Everything from the line holding "Need: one point for each instance of the potted" through the last line below must be repeated exactly, and nothing else.

== Data extract ==
______________________________
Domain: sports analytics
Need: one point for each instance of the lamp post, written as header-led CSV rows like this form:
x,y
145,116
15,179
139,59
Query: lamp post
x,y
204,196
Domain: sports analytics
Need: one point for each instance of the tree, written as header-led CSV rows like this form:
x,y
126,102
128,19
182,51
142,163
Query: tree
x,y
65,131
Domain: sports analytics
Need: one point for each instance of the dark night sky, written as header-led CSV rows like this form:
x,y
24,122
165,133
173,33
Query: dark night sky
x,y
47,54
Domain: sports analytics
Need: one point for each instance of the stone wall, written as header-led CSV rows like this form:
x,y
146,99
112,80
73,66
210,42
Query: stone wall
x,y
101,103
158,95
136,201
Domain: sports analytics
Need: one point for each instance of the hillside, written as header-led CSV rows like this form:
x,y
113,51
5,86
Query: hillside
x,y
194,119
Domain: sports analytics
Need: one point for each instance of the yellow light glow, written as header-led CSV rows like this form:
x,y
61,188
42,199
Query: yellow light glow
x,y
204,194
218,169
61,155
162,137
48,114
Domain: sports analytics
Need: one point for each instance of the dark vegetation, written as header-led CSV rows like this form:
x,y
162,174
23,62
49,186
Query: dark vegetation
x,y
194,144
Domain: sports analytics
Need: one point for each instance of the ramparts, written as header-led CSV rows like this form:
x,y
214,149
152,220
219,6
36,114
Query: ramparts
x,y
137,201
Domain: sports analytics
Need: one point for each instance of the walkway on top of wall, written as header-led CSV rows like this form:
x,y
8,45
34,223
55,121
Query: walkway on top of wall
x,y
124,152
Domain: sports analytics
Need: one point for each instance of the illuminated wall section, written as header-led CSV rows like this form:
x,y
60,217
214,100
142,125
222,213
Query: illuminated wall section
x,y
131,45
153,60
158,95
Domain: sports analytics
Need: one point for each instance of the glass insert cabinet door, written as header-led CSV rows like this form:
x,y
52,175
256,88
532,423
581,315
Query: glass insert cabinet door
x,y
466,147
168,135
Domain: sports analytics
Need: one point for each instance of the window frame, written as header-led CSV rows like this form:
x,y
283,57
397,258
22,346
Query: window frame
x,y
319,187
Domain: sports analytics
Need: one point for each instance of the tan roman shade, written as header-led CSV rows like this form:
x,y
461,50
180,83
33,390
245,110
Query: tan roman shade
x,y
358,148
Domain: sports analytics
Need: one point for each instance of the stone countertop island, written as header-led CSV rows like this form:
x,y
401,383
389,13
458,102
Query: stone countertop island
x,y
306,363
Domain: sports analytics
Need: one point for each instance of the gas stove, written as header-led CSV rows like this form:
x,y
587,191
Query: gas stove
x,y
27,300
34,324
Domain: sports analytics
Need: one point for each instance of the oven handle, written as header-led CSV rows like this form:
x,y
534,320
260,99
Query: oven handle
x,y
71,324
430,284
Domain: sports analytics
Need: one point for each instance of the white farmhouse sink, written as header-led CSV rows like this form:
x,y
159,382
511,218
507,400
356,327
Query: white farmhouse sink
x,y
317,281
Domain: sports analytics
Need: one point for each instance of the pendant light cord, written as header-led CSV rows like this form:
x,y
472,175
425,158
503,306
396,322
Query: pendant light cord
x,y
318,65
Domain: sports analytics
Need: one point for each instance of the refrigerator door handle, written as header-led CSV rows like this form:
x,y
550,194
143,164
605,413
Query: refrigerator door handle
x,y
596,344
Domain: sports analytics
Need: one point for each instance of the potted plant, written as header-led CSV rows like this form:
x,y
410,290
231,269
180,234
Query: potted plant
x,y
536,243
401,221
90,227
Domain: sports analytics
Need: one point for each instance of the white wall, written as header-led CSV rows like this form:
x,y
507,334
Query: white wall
______________________________
== Exercise response ==
Need: one point for each instance of the potted plant, written as header-led CSV rows like this form:
x,y
410,290
231,269
180,234
Query: potted plant
x,y
536,243
401,221
90,227
Domain: sports analytics
Need: one point for each instance of the white wall, written as header-led CSV rows like this form:
x,y
507,334
Query: white wall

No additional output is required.